╭─ Document passage
# Cowan Lake



## ohioiceman (Jul 19, 2004)

Just got back from 2 days of island fishing on this lake.Chilly,soggy and foggy.Too much time in neoprene  Good carp lake.


----------



## crappielooker (Apr 5, 2004)

how many did u landed maaan??? when are u goin back there again??


----------



## ohioiceman (Jul 19, 2004)

3 for me,5 for Brice,should have been six but i was laughing too hard to net one for him.


----------



## TimJC (Apr 6, 2004)

Did you get any pics?


----------



## cwcarper (Apr 5, 2004)

I've always liked Cowan, and usually fish it a few times a year. Just haven't been able to get a carp out of there  . Maybe I fish the wrong places or something.


----------



## ohioiceman (Jul 19, 2004)

No pics,we could not break 15# so we didn't deserve pics.Heck my biggest was 9#.Brice had a 13#6 I tried to convince him to let me get a shot but he wants the same rules as me.


----------



## ohioiceman (Jul 19, 2004)

Does the end where the river comes in get lilly pads in the summer? We paddled up there and I was using the paddle and pulling up what looked like lilly roots,like the ones in east Harbor.


----------



## cwcarper (Apr 5, 2004)
╰─
╭─ Task inputs
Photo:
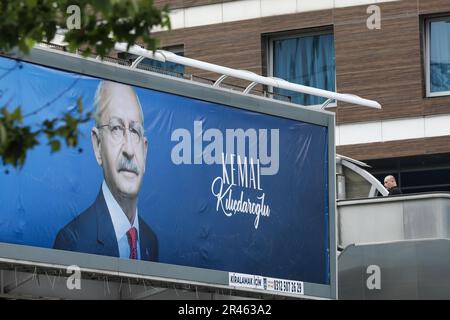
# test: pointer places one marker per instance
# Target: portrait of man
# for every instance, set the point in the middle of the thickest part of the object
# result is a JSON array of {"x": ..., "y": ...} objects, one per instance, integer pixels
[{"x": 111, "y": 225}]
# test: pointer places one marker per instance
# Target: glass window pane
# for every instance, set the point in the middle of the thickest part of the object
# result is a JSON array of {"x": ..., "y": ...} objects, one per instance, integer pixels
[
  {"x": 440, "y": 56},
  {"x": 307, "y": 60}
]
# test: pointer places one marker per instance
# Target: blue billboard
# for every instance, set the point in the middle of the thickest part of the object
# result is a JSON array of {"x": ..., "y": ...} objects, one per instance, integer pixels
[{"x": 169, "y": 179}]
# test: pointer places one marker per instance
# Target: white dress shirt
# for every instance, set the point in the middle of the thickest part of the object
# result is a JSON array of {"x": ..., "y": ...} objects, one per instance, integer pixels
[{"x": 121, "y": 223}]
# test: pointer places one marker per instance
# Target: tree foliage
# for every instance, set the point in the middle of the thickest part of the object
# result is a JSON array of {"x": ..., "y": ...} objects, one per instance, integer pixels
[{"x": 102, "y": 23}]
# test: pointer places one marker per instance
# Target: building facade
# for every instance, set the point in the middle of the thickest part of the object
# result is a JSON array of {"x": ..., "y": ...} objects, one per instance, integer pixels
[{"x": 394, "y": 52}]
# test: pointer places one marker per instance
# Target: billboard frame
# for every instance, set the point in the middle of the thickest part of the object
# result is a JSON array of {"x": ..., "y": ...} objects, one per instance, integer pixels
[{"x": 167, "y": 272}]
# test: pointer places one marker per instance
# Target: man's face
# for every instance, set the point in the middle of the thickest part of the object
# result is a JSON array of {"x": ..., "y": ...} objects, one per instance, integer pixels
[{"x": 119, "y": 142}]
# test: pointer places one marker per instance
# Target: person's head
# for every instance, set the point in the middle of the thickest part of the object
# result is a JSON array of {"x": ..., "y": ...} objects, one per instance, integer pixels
╰─
Directive 1 »
Find each line in the records that contains the word "billboard", and copy those lines.
Directive 2 »
Extend the Cowan Lake fishing thread, starting right after its last line.
The Cowan Lake fishing thread and the records have no connection to each other.

Written answer 1 »
# Target: blue billboard
# Target: billboard frame

Written answer 2 »
Lots and lots of lilly pads...covering a large portion of that end of the lake. Mostly on the far side, though (away from the bank access, except for the Dalton Road area).


----------



## cwcarper (Apr 5, 2004)

Here are a couple pics of the pads from last summer.





















These were taken standing on the rock pier that juts out into the lake upstream from the island. I know of a few 30's caught out of that lake, as well as many mid to upper 20's. It's a very nice lake to fish if I could just get into some fish.


----------



## crappielooker (Apr 5, 2004)

cw..imagine this.. you holding the rod while i row my boat out there along with yours(and mine) hookbaits and chum.. dump it out on the edge of those pads.. row back and wait.. heh heh... maaan.. i need to get out..


----------



## ohioiceman (Jul 19, 2004)

Man I almost passed out when i saw those pics,I love the edges of pads   Let me know when you can get out,plenty of room in the carp canoe for ya  


Ak,I will be back down in March but not sure which weekend,I'll let ya know and we will unleash the chum and get ya on some fish. Man this lake screams big fish,weeds,deep water,gravel points and islands.


----------



## crappielooker (Apr 5, 2004)

maan..iceman.. that sounds awesome maaan..i'm lookin forward to some hauling..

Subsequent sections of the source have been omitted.